| Your task |
Only a number is wanted here, namely how many lines of the data contain the string "field".

Referring expression data
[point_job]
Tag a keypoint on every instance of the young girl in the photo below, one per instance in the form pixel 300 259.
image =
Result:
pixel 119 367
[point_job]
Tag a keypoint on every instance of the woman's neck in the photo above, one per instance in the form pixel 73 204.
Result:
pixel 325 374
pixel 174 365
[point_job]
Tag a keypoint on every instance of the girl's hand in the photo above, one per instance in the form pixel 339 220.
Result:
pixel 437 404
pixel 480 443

* * *

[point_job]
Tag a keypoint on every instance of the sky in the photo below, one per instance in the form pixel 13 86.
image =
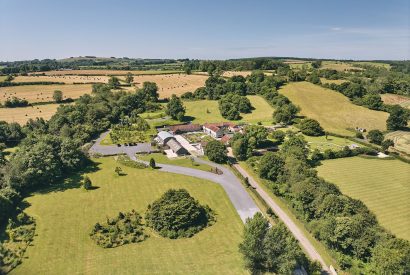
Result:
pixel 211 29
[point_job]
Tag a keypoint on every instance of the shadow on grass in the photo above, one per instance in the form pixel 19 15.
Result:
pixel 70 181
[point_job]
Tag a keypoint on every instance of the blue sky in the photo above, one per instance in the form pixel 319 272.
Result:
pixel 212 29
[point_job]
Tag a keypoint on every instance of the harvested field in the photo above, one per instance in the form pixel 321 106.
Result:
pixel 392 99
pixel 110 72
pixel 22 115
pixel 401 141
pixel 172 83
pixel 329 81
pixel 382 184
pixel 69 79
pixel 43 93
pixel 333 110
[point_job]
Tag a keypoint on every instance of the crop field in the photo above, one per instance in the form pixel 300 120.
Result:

| Output of the task |
2